**Rows**
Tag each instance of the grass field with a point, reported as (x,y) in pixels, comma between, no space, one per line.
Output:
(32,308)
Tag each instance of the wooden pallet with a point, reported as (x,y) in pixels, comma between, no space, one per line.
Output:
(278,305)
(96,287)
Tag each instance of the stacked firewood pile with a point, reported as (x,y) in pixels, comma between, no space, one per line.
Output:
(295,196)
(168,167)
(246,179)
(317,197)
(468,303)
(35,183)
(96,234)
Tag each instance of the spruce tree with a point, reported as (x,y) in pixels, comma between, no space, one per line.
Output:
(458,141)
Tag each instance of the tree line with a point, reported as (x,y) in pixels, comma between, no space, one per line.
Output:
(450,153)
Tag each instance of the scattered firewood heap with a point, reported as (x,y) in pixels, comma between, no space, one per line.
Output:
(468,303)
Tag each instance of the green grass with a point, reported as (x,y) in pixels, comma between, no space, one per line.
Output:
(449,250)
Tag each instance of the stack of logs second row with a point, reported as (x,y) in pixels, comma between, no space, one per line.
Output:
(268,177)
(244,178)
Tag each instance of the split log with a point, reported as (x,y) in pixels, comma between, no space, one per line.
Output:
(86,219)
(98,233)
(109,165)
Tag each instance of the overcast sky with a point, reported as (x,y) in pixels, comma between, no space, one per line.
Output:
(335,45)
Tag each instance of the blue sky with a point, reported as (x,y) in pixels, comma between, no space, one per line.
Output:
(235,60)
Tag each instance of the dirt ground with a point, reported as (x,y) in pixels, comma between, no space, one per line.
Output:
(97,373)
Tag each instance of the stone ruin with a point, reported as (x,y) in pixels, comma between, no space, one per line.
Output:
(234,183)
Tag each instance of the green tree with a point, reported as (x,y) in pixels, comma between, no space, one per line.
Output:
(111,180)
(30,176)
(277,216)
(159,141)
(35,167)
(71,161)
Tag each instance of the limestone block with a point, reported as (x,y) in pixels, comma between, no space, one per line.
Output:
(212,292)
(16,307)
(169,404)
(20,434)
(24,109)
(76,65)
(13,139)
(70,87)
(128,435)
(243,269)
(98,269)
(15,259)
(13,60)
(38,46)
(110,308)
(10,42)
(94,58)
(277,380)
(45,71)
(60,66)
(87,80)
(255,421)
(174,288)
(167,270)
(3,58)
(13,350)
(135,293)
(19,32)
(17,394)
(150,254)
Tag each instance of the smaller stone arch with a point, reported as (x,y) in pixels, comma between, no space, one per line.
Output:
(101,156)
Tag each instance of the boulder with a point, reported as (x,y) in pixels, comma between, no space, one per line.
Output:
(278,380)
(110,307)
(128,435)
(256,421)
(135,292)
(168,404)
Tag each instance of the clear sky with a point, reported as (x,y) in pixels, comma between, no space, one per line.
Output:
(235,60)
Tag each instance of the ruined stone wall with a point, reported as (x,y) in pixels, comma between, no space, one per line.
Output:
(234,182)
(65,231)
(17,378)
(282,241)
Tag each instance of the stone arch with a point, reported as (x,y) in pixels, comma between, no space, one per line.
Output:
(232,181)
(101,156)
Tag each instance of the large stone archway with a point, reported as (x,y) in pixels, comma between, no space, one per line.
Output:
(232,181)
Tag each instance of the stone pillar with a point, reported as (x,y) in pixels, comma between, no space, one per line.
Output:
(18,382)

**The exercise**
Rewrite the rows above with every "Tag" switched to "Mark", leaving everything else unchanged.

**Finished task**
Mark each instance of the grass field with a point, reported as (x,y) in pixels, comma between, no space, one per line.
Output:
(32,308)
Mark each instance of the wooden pallet with a point, reported as (x,y) in pixels, comma between, no space, one per line.
Output:
(278,305)
(96,287)
Mark each instance of the stacked firewood pile with a point, reported as (x,y) in pixels, comma between, no space, one per line.
Output:
(295,196)
(168,167)
(246,179)
(317,197)
(468,303)
(35,183)
(96,234)
Mark each instance of the spruce tree with a point, reported as (x,y) in pixels, comma between, no space, one per line.
Output:
(458,141)
Mark each instance of the tree line with a point, reported as (x,y) in pixels, comma between, no space, one per line.
Output:
(450,153)
Mark each instance of the scattered firewood heap with a point, reported as (x,y) in pixels, comma between, no space, one per line.
Output:
(468,303)
Mark each instance of the green grass with a point, reported as (x,y) in pixels, comma between, no space, one per line.
Output:
(449,250)
Mark each instance of the stack of logs second row with a point, reported as (x,y) in pixels, comma between, no space, one per line.
Output:
(268,177)
(244,178)
Mark each instance of the split log with a point, reported as (x,y) in pixels, comma between, no space, one per line.
Output:
(86,219)
(98,233)
(109,165)
Mark each instance of the overcast sky with a point, reported as (x,y) in pixels, comma between, no space, one per line.
Output:
(335,45)
Mark each instance of the blue sky with a point, reported as (x,y) in pixels, comma between, no space, one per line.
Output:
(235,60)
Mark each instance of the dirt ground with a point, reported as (x,y) in pixels, comma between, no space, one per line.
Output:
(97,373)
Mark each instance of the stone ruin with a point, reported as (x,y) in pixels, comma between, no space, one per line.
Output:
(234,183)
Mark each instance of the green tree with a point, reported as (x,y) in pixels, comma between, no space, one per line.
Output:
(111,180)
(30,176)
(277,216)
(159,141)
(35,167)
(71,161)
Mark each instance of the limestone block with a point, reported as (x,y) in pixels, comma between, no space, one per line.
Output:
(212,292)
(16,307)
(169,404)
(20,434)
(24,109)
(76,65)
(13,139)
(70,87)
(128,435)
(243,269)
(98,269)
(15,259)
(13,60)
(38,46)
(110,308)
(10,42)
(94,58)
(277,380)
(45,71)
(60,66)
(87,80)
(255,421)
(174,288)
(167,270)
(3,58)
(13,350)
(135,293)
(19,32)
(17,394)
(150,254)
Mark each instance of the smaller stone arch with a point, reported as (x,y) in pixels, comma between, no space, one per line.
Output:
(101,156)
Mark each instance of the boulder with a point, reported as (x,y) in pixels, comma between, no space, one per line.
Output:
(278,380)
(110,307)
(128,435)
(256,421)
(135,292)
(168,404)
Mark each instance of the clear sky with a point, reported as (x,y) in pixels, comma between, no space, one per line.
Output:
(235,60)
Mark each instance of the ruined stone wall with a point, reported as (x,y) in pixels, comma between, no space, one per line.
Output:
(234,182)
(65,231)
(17,378)
(282,241)
Mark each instance of the stone arch with a point, reported as (x,y) in pixels, comma between, no space, one per line.
Output:
(232,181)
(101,156)
Mark each instance of the large stone archway with a point, reported as (x,y) in pixels, comma between, no space, one per line.
Output:
(232,181)
Mark each instance of the stone pillar with a point, reported as (x,y) in pixels, comma between, no space, one per line.
Output:
(18,382)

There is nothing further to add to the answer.